((

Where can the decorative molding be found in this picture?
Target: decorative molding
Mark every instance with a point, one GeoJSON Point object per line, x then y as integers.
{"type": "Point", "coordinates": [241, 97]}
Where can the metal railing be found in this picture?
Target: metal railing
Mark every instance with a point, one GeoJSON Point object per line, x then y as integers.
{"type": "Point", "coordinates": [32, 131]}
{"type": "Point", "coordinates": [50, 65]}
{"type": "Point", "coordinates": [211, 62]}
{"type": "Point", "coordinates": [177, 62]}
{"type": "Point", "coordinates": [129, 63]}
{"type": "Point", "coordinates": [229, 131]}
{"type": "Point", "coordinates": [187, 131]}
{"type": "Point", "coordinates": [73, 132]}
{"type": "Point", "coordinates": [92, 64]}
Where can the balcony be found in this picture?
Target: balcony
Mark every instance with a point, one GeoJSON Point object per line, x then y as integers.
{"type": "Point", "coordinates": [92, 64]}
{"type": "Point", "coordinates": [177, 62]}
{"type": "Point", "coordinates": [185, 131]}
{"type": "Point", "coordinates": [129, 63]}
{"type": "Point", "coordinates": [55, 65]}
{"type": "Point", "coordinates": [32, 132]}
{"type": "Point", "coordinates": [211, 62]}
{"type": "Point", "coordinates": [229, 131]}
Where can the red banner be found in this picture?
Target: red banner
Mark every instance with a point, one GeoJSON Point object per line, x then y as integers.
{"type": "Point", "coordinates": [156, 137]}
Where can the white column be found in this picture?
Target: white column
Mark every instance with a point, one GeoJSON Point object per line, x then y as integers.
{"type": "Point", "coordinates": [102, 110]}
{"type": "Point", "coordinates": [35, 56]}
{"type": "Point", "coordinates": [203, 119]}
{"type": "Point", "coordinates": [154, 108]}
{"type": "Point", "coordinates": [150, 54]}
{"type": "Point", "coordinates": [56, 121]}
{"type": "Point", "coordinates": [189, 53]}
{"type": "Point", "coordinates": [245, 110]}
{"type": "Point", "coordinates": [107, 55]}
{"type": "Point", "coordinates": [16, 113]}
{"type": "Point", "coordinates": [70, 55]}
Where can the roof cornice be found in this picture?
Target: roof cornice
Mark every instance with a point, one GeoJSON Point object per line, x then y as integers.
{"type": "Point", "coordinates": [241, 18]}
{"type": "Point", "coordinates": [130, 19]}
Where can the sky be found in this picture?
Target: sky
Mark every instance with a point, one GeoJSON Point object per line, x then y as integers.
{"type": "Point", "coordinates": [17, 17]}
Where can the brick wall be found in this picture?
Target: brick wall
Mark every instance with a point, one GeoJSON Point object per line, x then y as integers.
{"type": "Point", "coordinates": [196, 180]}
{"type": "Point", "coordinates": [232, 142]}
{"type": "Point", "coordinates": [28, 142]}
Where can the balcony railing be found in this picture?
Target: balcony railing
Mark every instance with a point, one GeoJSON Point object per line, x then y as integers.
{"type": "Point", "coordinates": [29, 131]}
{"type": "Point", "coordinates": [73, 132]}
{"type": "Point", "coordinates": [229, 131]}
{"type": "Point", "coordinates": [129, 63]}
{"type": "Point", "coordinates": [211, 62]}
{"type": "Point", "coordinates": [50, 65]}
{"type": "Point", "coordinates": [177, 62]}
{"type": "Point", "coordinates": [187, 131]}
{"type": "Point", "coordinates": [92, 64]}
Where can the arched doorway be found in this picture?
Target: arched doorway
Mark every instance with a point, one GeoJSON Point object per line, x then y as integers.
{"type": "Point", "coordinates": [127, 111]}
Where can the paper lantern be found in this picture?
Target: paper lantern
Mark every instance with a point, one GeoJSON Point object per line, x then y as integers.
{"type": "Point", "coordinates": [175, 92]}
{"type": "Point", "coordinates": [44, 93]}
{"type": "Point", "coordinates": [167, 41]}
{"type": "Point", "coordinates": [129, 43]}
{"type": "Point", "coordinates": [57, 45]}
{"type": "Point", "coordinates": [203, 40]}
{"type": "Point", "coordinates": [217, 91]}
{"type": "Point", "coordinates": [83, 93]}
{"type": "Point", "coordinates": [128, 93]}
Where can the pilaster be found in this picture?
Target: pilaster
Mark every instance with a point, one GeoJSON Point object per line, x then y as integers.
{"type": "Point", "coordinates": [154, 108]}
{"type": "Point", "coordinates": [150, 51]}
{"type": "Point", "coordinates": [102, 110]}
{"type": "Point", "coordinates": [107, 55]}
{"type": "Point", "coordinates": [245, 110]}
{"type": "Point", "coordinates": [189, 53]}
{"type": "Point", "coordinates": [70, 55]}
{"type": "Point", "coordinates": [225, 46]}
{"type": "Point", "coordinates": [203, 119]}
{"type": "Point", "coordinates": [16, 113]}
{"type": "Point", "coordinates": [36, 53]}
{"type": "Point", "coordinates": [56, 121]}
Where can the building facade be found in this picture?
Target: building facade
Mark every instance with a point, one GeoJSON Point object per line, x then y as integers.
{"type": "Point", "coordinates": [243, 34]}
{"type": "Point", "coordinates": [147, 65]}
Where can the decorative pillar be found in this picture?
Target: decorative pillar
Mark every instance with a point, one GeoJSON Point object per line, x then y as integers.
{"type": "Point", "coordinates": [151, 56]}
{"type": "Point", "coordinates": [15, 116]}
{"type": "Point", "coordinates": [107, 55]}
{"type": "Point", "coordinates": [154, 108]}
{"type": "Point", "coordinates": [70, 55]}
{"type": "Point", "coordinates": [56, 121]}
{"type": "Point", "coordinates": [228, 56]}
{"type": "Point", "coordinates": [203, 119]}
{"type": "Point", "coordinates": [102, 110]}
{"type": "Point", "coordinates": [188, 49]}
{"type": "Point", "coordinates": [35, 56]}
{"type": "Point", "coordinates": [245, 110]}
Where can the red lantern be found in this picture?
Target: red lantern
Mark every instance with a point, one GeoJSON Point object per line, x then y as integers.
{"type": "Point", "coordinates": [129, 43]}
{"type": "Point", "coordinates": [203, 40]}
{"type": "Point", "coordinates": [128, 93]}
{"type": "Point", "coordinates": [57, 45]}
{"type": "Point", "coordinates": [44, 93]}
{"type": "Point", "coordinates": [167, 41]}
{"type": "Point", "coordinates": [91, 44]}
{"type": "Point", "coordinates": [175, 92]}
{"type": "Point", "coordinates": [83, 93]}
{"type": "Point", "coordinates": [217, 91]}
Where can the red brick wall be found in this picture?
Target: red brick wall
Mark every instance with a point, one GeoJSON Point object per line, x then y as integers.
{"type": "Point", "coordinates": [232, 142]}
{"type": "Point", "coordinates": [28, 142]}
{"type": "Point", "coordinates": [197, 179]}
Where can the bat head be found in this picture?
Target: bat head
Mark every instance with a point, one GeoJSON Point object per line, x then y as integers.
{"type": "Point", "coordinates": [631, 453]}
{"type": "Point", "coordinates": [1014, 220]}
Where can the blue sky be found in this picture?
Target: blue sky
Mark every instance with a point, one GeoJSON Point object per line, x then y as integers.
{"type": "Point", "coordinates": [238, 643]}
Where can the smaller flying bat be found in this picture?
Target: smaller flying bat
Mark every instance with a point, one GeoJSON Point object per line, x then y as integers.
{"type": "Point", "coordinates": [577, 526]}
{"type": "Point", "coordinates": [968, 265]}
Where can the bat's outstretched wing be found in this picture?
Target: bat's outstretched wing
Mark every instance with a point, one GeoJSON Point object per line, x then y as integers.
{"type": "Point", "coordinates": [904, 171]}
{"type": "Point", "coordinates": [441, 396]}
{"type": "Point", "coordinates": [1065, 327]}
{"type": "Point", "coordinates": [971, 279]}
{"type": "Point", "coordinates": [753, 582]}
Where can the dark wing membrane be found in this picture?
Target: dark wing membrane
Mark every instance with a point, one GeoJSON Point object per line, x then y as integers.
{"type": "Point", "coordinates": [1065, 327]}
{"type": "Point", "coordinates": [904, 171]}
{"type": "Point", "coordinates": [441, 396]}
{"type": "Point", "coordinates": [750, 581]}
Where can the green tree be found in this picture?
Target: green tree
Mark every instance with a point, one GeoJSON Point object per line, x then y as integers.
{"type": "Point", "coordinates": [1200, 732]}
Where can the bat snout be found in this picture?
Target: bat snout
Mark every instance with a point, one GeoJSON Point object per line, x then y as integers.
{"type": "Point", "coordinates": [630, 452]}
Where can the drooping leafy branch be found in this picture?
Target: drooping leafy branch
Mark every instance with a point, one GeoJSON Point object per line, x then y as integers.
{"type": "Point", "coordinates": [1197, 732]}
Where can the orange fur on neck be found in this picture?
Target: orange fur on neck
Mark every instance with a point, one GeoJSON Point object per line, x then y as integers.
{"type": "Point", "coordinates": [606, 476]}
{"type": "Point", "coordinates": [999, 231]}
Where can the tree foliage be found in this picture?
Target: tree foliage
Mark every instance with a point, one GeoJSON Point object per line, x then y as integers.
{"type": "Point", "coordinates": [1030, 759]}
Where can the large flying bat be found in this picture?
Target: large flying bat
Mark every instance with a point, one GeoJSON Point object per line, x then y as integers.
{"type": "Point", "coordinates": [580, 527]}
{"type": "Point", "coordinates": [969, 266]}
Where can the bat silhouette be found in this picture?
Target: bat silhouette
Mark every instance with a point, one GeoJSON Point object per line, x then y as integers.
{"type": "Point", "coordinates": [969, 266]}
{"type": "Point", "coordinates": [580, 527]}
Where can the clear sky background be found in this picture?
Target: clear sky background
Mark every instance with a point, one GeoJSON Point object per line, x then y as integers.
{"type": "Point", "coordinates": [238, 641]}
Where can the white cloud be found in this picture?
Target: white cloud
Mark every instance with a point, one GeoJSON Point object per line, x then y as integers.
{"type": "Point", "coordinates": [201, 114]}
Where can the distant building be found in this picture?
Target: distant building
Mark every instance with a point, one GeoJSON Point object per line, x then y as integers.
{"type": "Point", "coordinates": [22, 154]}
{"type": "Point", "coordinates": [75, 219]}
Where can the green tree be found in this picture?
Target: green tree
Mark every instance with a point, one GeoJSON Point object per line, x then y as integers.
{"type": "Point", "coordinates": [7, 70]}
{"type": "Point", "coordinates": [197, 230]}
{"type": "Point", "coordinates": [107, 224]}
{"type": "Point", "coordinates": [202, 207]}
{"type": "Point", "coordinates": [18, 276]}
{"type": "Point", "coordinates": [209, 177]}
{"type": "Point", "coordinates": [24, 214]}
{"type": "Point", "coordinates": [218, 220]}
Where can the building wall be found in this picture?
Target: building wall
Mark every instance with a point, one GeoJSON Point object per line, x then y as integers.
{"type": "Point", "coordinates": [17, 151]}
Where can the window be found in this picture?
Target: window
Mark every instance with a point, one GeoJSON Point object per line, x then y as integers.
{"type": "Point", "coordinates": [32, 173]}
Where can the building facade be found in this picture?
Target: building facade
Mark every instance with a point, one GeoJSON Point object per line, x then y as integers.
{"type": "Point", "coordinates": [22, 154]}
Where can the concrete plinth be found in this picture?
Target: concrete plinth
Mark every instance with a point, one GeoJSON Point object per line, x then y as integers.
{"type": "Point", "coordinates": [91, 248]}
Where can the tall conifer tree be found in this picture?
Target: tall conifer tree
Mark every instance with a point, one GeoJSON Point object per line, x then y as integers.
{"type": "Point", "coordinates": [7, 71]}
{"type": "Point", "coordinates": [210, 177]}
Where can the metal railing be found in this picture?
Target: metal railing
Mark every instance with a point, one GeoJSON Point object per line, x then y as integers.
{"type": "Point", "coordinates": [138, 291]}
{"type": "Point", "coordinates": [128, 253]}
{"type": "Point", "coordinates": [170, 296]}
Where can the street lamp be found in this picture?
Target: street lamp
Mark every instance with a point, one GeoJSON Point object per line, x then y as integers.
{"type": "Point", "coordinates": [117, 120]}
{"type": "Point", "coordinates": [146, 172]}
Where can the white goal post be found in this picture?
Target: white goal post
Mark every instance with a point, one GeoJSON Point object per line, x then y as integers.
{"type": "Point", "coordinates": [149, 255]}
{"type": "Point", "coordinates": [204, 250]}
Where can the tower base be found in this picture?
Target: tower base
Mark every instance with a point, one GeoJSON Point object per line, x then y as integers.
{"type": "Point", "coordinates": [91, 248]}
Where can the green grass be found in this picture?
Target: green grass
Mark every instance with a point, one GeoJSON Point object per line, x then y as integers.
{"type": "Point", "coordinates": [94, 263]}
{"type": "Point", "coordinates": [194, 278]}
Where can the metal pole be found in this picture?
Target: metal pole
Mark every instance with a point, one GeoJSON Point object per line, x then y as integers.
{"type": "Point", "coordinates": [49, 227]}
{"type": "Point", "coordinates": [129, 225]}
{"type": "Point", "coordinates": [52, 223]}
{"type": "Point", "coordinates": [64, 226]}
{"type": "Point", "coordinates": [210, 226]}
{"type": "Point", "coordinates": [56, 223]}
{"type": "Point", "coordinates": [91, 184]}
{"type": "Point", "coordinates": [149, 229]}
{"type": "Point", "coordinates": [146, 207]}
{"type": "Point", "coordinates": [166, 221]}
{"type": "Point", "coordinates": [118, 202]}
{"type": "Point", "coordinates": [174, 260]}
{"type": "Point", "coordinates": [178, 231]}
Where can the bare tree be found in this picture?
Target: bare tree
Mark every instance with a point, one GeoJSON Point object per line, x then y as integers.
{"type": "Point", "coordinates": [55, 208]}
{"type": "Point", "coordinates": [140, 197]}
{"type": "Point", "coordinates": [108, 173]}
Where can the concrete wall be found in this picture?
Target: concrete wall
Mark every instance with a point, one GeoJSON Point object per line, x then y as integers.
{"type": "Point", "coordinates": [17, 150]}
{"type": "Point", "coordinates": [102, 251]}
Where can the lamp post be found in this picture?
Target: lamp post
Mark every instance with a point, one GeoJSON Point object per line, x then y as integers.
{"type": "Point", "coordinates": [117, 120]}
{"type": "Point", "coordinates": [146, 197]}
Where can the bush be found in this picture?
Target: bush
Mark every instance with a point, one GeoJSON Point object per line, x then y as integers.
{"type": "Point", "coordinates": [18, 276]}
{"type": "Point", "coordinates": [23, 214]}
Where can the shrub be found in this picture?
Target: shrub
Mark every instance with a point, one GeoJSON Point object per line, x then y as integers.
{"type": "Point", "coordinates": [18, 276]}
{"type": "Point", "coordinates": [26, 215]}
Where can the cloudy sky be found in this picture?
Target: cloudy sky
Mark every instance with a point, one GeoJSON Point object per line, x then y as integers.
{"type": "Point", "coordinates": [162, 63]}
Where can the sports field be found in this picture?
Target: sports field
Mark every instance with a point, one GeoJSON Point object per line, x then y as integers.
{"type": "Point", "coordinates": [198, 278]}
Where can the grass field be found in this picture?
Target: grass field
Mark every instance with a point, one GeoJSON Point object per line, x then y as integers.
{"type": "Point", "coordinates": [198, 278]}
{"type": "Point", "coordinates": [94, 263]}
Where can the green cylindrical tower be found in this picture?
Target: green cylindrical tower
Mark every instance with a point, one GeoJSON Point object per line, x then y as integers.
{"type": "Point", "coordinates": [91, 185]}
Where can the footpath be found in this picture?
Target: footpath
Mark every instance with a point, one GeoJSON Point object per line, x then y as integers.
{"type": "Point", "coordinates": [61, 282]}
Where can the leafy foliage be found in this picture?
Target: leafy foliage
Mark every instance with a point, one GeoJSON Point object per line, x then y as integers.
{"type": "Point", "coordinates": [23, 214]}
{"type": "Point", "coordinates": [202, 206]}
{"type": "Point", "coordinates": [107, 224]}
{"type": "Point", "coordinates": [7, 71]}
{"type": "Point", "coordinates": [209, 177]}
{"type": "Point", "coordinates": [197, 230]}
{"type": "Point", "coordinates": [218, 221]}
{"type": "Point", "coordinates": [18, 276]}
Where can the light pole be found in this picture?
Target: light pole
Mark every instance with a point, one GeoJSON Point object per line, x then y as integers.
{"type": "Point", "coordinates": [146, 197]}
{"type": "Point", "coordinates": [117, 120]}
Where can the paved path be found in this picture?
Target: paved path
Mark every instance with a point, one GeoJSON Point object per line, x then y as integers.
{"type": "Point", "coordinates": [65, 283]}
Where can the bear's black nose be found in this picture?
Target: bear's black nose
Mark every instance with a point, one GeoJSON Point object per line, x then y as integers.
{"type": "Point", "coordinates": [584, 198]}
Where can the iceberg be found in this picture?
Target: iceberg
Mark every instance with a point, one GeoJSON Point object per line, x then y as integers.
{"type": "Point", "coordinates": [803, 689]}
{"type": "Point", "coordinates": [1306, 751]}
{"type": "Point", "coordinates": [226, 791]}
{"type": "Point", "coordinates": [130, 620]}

))

Aim:
Exactly reproduce the lines beginning with the one that contains "Where can the paved" and ending with the last line of the material, both included. Leave out everything else.

Final result:
Where can the paved path be found in this picture?
Target: paved path
Mark every instance with a point, one GeoJSON Point object per line, x then y as integers.
{"type": "Point", "coordinates": [65, 283]}
Where can the bear's black nose be found in this picture?
Target: bear's black nose
Mark every instance with a point, one GeoJSON Point object per line, x then y as integers.
{"type": "Point", "coordinates": [584, 198]}
Where can the iceberg be found in this picture?
Target: iceberg
Mark every instance with a point, one GeoJSON Point object per line, x then y as integers.
{"type": "Point", "coordinates": [803, 689]}
{"type": "Point", "coordinates": [1306, 751]}
{"type": "Point", "coordinates": [226, 791]}
{"type": "Point", "coordinates": [130, 620]}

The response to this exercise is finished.